Task instructions
Exclude the pictures, then restate exactly each line of the data below from the first through the line containing "349L651 365L653 375L666".

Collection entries
===
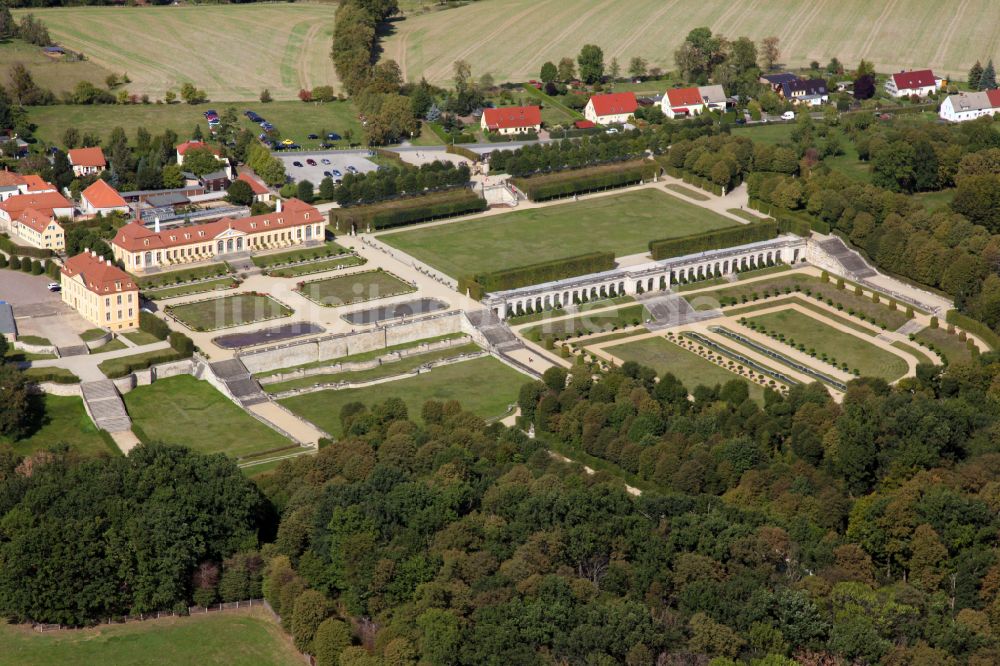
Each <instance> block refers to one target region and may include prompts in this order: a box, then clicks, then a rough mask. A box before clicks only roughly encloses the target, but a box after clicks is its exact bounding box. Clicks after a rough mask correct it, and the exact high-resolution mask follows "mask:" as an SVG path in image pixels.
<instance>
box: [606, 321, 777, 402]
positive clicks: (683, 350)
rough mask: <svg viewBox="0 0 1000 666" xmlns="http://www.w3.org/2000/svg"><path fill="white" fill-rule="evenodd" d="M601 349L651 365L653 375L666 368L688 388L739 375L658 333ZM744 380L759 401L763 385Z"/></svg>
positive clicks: (718, 381) (664, 372)
mask: <svg viewBox="0 0 1000 666" xmlns="http://www.w3.org/2000/svg"><path fill="white" fill-rule="evenodd" d="M604 351H606V352H608V353H609V354H612V355H613V356H616V357H618V358H620V359H621V360H623V361H635V362H636V363H638V364H639V365H645V366H646V367H649V368H652V369H653V370H656V374H657V375H663V374H664V373H666V372H670V373H672V374H673V375H674V377H677V379H679V380H680V381H681V383H682V384H684V387H685V388H687V390H688V391H693V390H694V389H695V387H696V386H698V385H699V384H701V385H705V386H714V385H716V384H725V383H726V382H728V381H729V380H731V379H739V378H740V377H739V376H738V375H736V374H734V373H732V372H729V371H728V370H724V369H723V368H720V367H719V366H717V365H715V364H714V363H711V362H709V361H706V360H705V359H703V358H701V357H700V356H698V355H697V354H694V353H692V352H689V351H687V350H685V349H681V348H680V347H679V346H677V345H675V344H674V343H672V342H668V341H667V340H666V339H665V338H661V337H653V338H645V339H643V340H636V341H635V342H627V343H625V344H623V345H615V346H613V347H605V348H604ZM747 383H748V385H749V387H750V397H751V398H753V399H754V400H755V401H756V402H758V403H762V404H763V402H764V389H763V388H762V387H761V386H759V385H757V384H750V383H749V382H747Z"/></svg>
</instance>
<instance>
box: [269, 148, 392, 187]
mask: <svg viewBox="0 0 1000 666" xmlns="http://www.w3.org/2000/svg"><path fill="white" fill-rule="evenodd" d="M367 154H368V153H367V151H362V150H323V151H316V152H299V151H296V152H287V153H286V152H276V153H274V156H275V157H277V158H278V159H280V160H281V161H282V162H284V163H285V173H286V174H287V175H288V177H289V178H291V179H292V180H294V181H296V182H298V181H300V180H308V181H309V182H311V183H312V184H313V185H315V186H317V187H319V181H321V180H323V178H324V176H323V172H324V171H333V170H334V169H336V170H337V171H340V173H341V174H346V173H347V167H348V166H353V167H354V168H355V169H357V170H358V171H359V172H360V173H367V172H369V171H375V170H376V169H377V168H378V166H377V165H376V164H375V163H374V162H372V161H371V160H369V159H368V158H367V157H366V155H367ZM307 160H313V161H315V162H316V166H310V165H309V162H308V161H307ZM323 160H328V161H329V162H330V163H329V164H324V163H323ZM295 162H298V163H299V164H301V165H302V166H300V167H297V166H295ZM335 179H336V176H335Z"/></svg>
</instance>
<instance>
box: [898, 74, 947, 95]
mask: <svg viewBox="0 0 1000 666" xmlns="http://www.w3.org/2000/svg"><path fill="white" fill-rule="evenodd" d="M942 82H943V80H942V79H940V78H938V77H936V76H934V72H932V71H931V70H929V69H913V70H910V71H908V72H897V73H896V74H893V75H892V76H890V77H889V78H888V79H886V81H885V91H886V92H887V93H889V94H890V95H892V96H893V97H912V96H914V95H916V96H917V97H927V96H928V95H930V94H931V93H933V92H936V91H938V90H940V89H941V83H942Z"/></svg>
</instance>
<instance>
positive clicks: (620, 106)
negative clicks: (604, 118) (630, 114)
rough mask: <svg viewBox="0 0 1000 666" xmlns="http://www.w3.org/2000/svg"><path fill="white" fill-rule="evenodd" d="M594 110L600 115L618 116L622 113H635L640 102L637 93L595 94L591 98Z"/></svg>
mask: <svg viewBox="0 0 1000 666" xmlns="http://www.w3.org/2000/svg"><path fill="white" fill-rule="evenodd" d="M590 101H591V103H592V104H593V105H594V112H595V113H596V114H597V115H599V116H616V115H618V114H621V113H635V110H636V109H637V108H639V102H637V101H636V99H635V93H611V94H609V95H594V96H593V97H591V98H590Z"/></svg>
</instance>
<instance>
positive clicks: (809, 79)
mask: <svg viewBox="0 0 1000 666" xmlns="http://www.w3.org/2000/svg"><path fill="white" fill-rule="evenodd" d="M781 96H782V97H784V98H785V99H786V100H788V101H789V102H793V103H795V104H808V105H809V106H819V105H820V104H825V103H826V102H828V101H830V94H829V91H828V90H827V89H826V81H824V80H823V79H796V80H794V81H788V82H787V83H783V84H782V85H781Z"/></svg>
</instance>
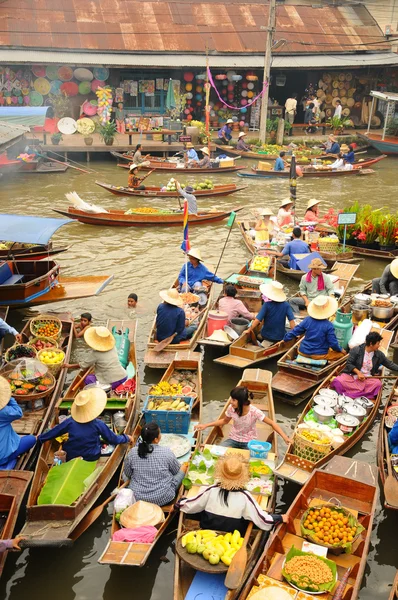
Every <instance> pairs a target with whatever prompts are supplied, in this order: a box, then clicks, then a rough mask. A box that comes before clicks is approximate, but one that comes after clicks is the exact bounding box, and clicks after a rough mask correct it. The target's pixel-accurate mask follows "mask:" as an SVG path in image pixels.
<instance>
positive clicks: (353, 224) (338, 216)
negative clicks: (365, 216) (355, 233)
mask: <svg viewBox="0 0 398 600" xmlns="http://www.w3.org/2000/svg"><path fill="white" fill-rule="evenodd" d="M356 222H357V213H339V215H338V216H337V223H338V225H355V223H356Z"/></svg>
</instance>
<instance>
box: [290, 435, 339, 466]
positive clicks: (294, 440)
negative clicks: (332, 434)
mask: <svg viewBox="0 0 398 600" xmlns="http://www.w3.org/2000/svg"><path fill="white" fill-rule="evenodd" d="M325 437H327V436H325ZM331 448H332V440H329V443H328V444H315V443H314V442H310V441H309V440H306V439H305V438H304V437H302V436H301V435H300V433H298V432H297V433H296V434H295V436H294V446H293V454H295V455H296V456H299V457H300V458H304V459H305V460H308V461H309V462H313V463H315V462H318V460H320V459H321V458H323V457H324V456H326V455H327V454H329V452H330V450H331Z"/></svg>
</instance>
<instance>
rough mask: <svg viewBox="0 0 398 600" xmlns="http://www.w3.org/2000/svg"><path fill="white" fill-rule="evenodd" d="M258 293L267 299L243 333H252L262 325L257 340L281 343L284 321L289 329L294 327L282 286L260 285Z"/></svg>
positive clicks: (290, 310)
mask: <svg viewBox="0 0 398 600" xmlns="http://www.w3.org/2000/svg"><path fill="white" fill-rule="evenodd" d="M260 292H261V293H262V294H263V295H264V296H265V297H266V298H267V301H266V302H264V304H263V305H262V307H261V309H260V312H259V313H258V315H257V317H256V318H255V319H254V321H253V322H252V324H251V325H250V327H249V329H246V331H245V333H252V332H254V331H255V330H256V328H257V327H258V325H260V323H262V324H263V326H262V329H261V331H260V335H259V339H261V341H264V342H271V343H272V344H275V343H276V342H280V341H282V340H283V338H284V336H285V334H286V319H287V320H288V321H289V325H290V328H291V329H293V328H294V327H295V325H296V322H295V320H294V314H293V311H292V308H291V306H290V304H289V303H288V302H287V299H286V294H285V292H284V291H283V285H282V284H281V283H279V281H273V282H272V283H265V284H262V285H260ZM265 345H266V346H268V345H269V344H265Z"/></svg>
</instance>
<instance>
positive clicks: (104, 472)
mask: <svg viewBox="0 0 398 600" xmlns="http://www.w3.org/2000/svg"><path fill="white" fill-rule="evenodd" d="M107 326H108V329H110V330H112V327H113V326H116V327H117V328H125V327H128V328H129V341H130V351H129V360H130V362H131V363H132V365H133V366H134V370H135V377H136V389H135V392H134V393H131V394H127V396H126V397H109V399H108V402H107V405H106V407H105V411H109V412H111V411H114V412H116V411H118V410H121V409H122V408H123V407H124V418H125V420H126V425H125V427H124V430H123V433H127V434H129V435H130V434H131V432H132V430H133V427H134V420H135V414H136V408H137V398H138V397H139V381H138V366H137V361H136V342H135V335H136V321H108V324H107ZM91 371H92V370H91V369H90V368H89V369H87V370H86V371H82V372H80V373H79V374H78V375H77V376H76V377H75V379H74V380H73V382H72V384H71V385H70V387H69V388H68V390H67V391H66V393H65V396H64V397H63V398H61V397H59V398H58V399H57V402H56V406H55V409H54V411H53V414H52V416H51V419H50V422H49V423H48V426H49V427H50V428H52V427H54V426H55V425H56V424H57V423H58V420H59V417H60V415H61V414H67V413H68V411H69V409H70V407H71V405H72V403H73V400H74V398H75V396H76V394H77V393H78V392H79V391H81V390H82V389H83V388H84V386H85V383H84V380H85V377H86V375H88V374H89V373H90V372H91ZM58 449H59V443H58V442H57V441H56V440H50V441H48V442H45V443H44V444H43V445H42V447H41V450H40V454H39V460H38V463H37V466H36V470H35V473H34V476H33V482H32V487H31V490H30V493H29V497H28V502H27V517H26V523H25V525H24V527H23V530H22V532H21V535H23V536H25V537H26V538H27V541H26V545H28V546H37V545H38V546H52V545H55V546H62V545H69V544H71V543H72V542H73V541H74V540H75V539H77V538H78V537H79V535H80V533H81V531H79V524H80V523H81V521H82V519H83V517H85V515H86V514H87V513H88V512H89V510H90V509H91V508H92V506H93V505H94V504H95V502H96V500H97V499H98V498H99V496H100V495H101V494H102V493H103V492H104V491H105V489H106V487H107V485H108V484H109V482H110V481H111V479H112V477H113V476H114V474H115V473H116V471H117V469H118V467H119V466H120V463H121V462H122V460H123V457H124V455H125V453H126V449H127V448H126V445H125V444H120V445H118V446H116V448H115V449H114V451H113V452H112V454H111V455H110V456H101V457H100V458H99V460H98V461H97V467H100V470H99V472H97V474H96V476H95V477H94V478H93V480H92V481H91V483H90V485H89V487H88V488H87V489H86V490H85V491H84V492H83V493H82V495H81V496H80V497H79V498H78V499H77V500H76V502H74V503H73V504H71V505H65V504H56V505H46V504H42V505H39V504H37V499H38V497H39V495H40V492H41V489H42V487H43V485H44V483H45V480H46V477H47V474H48V472H49V470H50V469H51V468H57V467H53V459H54V452H55V451H56V450H58Z"/></svg>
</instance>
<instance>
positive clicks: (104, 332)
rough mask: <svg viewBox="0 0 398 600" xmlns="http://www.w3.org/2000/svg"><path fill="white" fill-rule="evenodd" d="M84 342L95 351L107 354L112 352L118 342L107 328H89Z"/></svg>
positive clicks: (85, 335) (86, 333) (84, 335)
mask: <svg viewBox="0 0 398 600" xmlns="http://www.w3.org/2000/svg"><path fill="white" fill-rule="evenodd" d="M84 341H85V342H86V344H87V345H88V346H90V348H92V349H93V350H98V351H99V352H107V351H108V350H112V348H113V347H114V346H115V344H116V340H115V338H114V337H113V335H112V333H111V332H110V331H109V329H108V328H107V327H89V328H88V329H86V331H85V332H84Z"/></svg>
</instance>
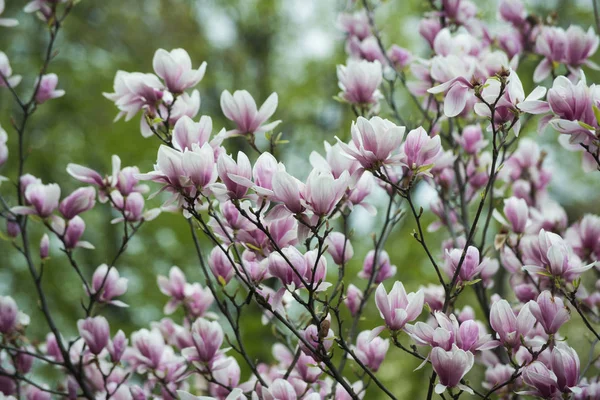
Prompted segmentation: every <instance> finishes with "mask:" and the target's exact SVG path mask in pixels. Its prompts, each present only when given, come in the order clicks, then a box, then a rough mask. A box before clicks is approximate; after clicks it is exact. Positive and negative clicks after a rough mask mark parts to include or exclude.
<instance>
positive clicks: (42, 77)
mask: <svg viewBox="0 0 600 400" xmlns="http://www.w3.org/2000/svg"><path fill="white" fill-rule="evenodd" d="M38 84H39V88H38V91H37V92H36V94H35V101H36V103H38V104H42V103H44V102H46V101H48V100H52V99H56V98H57V97H62V96H64V95H65V91H64V90H61V89H58V90H57V89H56V86H57V85H58V76H57V75H56V74H46V75H43V76H42V79H41V80H38V79H36V81H35V83H34V84H33V87H38Z"/></svg>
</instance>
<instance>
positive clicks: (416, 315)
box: [375, 281, 424, 331]
mask: <svg viewBox="0 0 600 400" xmlns="http://www.w3.org/2000/svg"><path fill="white" fill-rule="evenodd" d="M423 299H424V297H423V291H422V290H419V291H418V292H416V293H408V294H407V293H406V290H404V285H403V284H402V282H399V281H396V282H395V283H394V286H393V287H392V290H391V291H390V293H389V294H388V293H387V292H386V290H385V287H384V286H383V283H381V284H379V286H378V287H377V291H376V292H375V303H376V304H377V308H378V309H379V313H380V314H381V318H383V319H384V320H385V324H386V325H387V326H388V328H390V329H391V330H393V331H398V330H401V329H403V328H404V325H406V323H407V322H411V321H414V320H415V319H416V318H417V317H418V316H419V315H420V314H421V311H423Z"/></svg>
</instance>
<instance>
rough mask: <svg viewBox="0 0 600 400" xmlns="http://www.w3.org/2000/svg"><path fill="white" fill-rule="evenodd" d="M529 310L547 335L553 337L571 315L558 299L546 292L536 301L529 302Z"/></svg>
mask: <svg viewBox="0 0 600 400" xmlns="http://www.w3.org/2000/svg"><path fill="white" fill-rule="evenodd" d="M528 304H529V310H530V311H531V314H533V316H534V317H535V318H536V319H537V321H538V322H539V323H540V325H542V327H543V328H544V331H546V333H547V334H549V335H553V334H555V333H556V332H558V330H559V329H560V327H561V326H562V325H563V324H565V323H566V322H567V321H568V320H569V319H570V318H571V314H570V311H569V309H568V308H567V307H565V305H564V303H563V301H562V299H561V298H560V297H554V296H553V295H552V293H550V291H548V290H544V291H543V292H542V293H540V295H539V296H538V298H537V300H536V301H530V302H529V303H528Z"/></svg>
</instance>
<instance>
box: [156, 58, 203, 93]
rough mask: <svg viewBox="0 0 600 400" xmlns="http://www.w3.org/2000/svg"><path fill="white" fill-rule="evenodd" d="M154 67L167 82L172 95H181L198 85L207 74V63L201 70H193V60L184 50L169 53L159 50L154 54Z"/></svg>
mask: <svg viewBox="0 0 600 400" xmlns="http://www.w3.org/2000/svg"><path fill="white" fill-rule="evenodd" d="M152 66H153V68H154V72H156V75H158V76H159V77H161V78H162V79H163V80H164V81H165V85H166V86H167V88H168V89H169V91H171V92H172V93H181V92H183V91H184V90H186V89H189V88H192V87H194V86H196V85H197V84H198V82H200V81H201V80H202V78H203V77H204V73H205V72H206V62H203V63H202V64H201V65H200V68H198V69H197V70H194V69H193V68H192V60H191V59H190V56H189V54H188V53H187V51H185V50H184V49H174V50H171V51H170V52H169V51H166V50H163V49H158V50H156V52H155V53H154V58H153V59H152Z"/></svg>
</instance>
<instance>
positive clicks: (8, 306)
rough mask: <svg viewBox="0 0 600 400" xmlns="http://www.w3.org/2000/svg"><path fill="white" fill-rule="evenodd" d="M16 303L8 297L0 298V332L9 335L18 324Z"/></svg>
mask: <svg viewBox="0 0 600 400" xmlns="http://www.w3.org/2000/svg"><path fill="white" fill-rule="evenodd" d="M18 313H19V309H18V308H17V303H15V301H14V300H13V298H12V297H10V296H0V332H2V333H11V332H12V331H13V330H14V329H15V328H16V327H17V323H18V321H17V320H18V318H17V316H18Z"/></svg>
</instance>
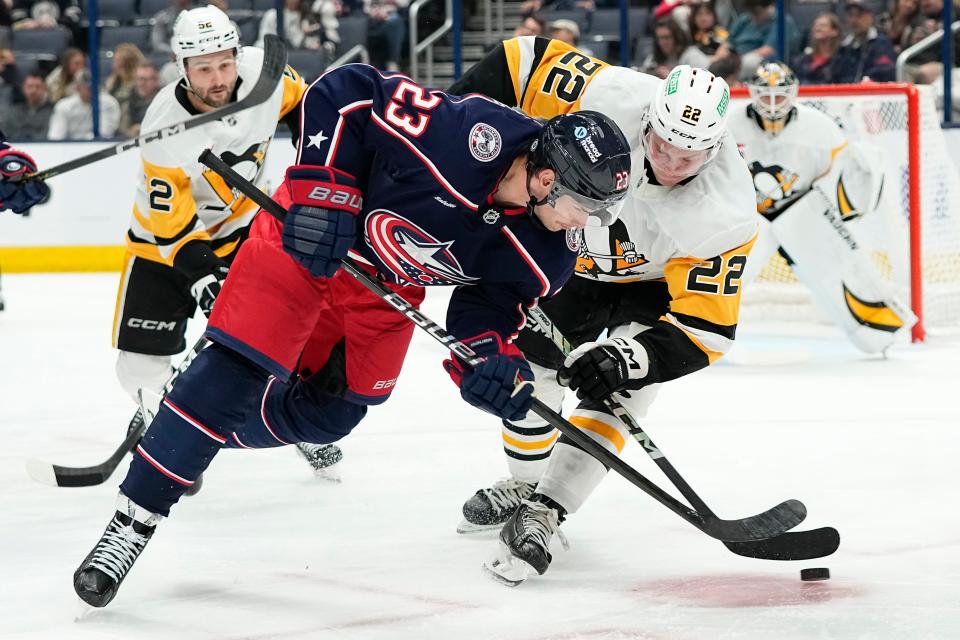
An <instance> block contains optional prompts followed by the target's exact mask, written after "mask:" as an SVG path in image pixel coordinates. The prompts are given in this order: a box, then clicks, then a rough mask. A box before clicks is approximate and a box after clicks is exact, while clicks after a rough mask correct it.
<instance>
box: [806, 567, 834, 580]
mask: <svg viewBox="0 0 960 640" xmlns="http://www.w3.org/2000/svg"><path fill="white" fill-rule="evenodd" d="M800 579H801V580H803V581H804V582H814V581H817V580H829V579H830V569H827V568H826V567H817V568H815V569H801V570H800Z"/></svg>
===
Answer for this exercise
Each <instance> block refers to one target region and may include prompts in this order: a box, then clicks, then a rough mask. A box before clicks only roughly encloses the target, but a box after clicks is its exact bounding box. Clicks after a rough mask correct it, and the exact high-resolution mask follows "mask:" as an SVG path in image pixels.
<instance>
box: [606, 321, 777, 402]
positive clicks: (683, 350)
rough mask: <svg viewBox="0 0 1000 666" xmlns="http://www.w3.org/2000/svg"><path fill="white" fill-rule="evenodd" d="M601 349L651 365L653 375L666 368L688 388L739 375L658 333ZM744 380L759 401L763 385Z"/></svg>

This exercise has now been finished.